BEGIN Records for processing

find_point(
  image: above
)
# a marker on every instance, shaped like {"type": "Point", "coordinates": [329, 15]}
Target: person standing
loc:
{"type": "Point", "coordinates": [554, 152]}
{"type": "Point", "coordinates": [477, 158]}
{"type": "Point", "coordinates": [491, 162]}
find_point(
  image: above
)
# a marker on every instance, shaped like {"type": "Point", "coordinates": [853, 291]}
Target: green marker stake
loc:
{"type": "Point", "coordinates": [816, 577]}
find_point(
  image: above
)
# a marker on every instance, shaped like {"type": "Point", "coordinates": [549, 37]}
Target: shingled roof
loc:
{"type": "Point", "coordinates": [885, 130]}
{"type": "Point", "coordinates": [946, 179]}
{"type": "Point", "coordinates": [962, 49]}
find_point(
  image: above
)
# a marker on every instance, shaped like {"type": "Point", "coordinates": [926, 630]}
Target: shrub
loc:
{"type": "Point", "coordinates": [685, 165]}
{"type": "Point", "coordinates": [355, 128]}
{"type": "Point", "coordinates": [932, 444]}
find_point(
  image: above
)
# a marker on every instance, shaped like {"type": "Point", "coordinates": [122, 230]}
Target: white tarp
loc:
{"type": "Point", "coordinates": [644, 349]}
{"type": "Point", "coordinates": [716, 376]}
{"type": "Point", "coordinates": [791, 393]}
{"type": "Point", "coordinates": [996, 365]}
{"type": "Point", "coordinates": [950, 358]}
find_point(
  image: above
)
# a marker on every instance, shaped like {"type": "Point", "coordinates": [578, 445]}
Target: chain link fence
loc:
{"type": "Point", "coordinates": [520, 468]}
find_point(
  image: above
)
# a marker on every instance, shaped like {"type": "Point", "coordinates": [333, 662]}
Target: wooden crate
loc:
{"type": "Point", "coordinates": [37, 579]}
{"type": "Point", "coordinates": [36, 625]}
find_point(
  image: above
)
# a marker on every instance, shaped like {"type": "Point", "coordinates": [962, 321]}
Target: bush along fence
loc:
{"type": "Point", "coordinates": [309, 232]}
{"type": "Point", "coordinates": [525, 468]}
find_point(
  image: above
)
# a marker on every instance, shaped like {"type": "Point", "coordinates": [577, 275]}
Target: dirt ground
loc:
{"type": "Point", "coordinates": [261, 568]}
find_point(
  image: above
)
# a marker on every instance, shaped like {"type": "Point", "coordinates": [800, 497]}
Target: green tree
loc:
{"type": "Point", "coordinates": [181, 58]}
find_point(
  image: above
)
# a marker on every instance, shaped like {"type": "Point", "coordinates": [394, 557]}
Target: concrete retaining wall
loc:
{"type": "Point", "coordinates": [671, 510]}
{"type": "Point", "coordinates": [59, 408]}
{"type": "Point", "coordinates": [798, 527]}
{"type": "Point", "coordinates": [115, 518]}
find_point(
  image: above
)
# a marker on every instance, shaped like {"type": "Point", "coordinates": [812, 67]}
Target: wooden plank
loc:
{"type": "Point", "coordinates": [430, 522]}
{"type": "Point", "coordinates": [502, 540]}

END Records for processing

# Stated problem:
Recite the full listing above exactly.

# Expected answer:
find_point(
  image: above
)
# a marker on every instance, shaped like {"type": "Point", "coordinates": [329, 15]}
Target: person standing
loc:
{"type": "Point", "coordinates": [554, 152]}
{"type": "Point", "coordinates": [477, 158]}
{"type": "Point", "coordinates": [491, 162]}
find_point(
  image: above
)
# a marker on every instance, shaped like {"type": "Point", "coordinates": [853, 291]}
Target: green marker stake
loc:
{"type": "Point", "coordinates": [816, 577]}
find_point(
  image: above
)
# a marker on every instance, shaped like {"type": "Point", "coordinates": [549, 37]}
Target: shingled roof
loc:
{"type": "Point", "coordinates": [885, 130]}
{"type": "Point", "coordinates": [946, 179]}
{"type": "Point", "coordinates": [962, 49]}
find_point(
  image: above
)
# a marker on every instance, shaped like {"type": "Point", "coordinates": [926, 630]}
Target: shrub
loc:
{"type": "Point", "coordinates": [685, 165]}
{"type": "Point", "coordinates": [355, 128]}
{"type": "Point", "coordinates": [932, 444]}
find_point(
  image: above
)
# a marker on every instance, shaped like {"type": "Point", "coordinates": [122, 230]}
Target: white tarp
loc:
{"type": "Point", "coordinates": [644, 349]}
{"type": "Point", "coordinates": [716, 376]}
{"type": "Point", "coordinates": [791, 393]}
{"type": "Point", "coordinates": [996, 365]}
{"type": "Point", "coordinates": [950, 358]}
find_point(
  image: above
)
# a marker on every instance, shaped like {"type": "Point", "coordinates": [578, 445]}
Target: chain link fence
loc:
{"type": "Point", "coordinates": [520, 468]}
find_point(
  image: above
)
# a marker on every instance, shaped like {"type": "Point", "coordinates": [333, 662]}
Target: wooden crate
loc:
{"type": "Point", "coordinates": [37, 579]}
{"type": "Point", "coordinates": [36, 625]}
find_point(
  image: above
)
# a marker on every instance, shaped like {"type": "Point", "coordinates": [962, 321]}
Target: bush along fence
loc:
{"type": "Point", "coordinates": [309, 232]}
{"type": "Point", "coordinates": [525, 468]}
find_point(
  image: above
)
# a marker on every instance, shaped like {"type": "Point", "coordinates": [577, 275]}
Target: dirt ground
loc:
{"type": "Point", "coordinates": [261, 568]}
find_point(
  image: above
)
# a marker on every instance, shaped like {"type": "Point", "coordinates": [800, 497]}
Target: green tree
loc:
{"type": "Point", "coordinates": [181, 58]}
find_point(
  image: above
)
# a marker on every instance, shaped like {"type": "Point", "coordinates": [394, 557]}
Target: concrete retaining wall
loc:
{"type": "Point", "coordinates": [671, 510]}
{"type": "Point", "coordinates": [59, 408]}
{"type": "Point", "coordinates": [798, 527]}
{"type": "Point", "coordinates": [115, 518]}
find_point(
  image: above
)
# a marker on every instance, shaped like {"type": "Point", "coordinates": [812, 67]}
Target: wooden plank
loc:
{"type": "Point", "coordinates": [430, 522]}
{"type": "Point", "coordinates": [502, 540]}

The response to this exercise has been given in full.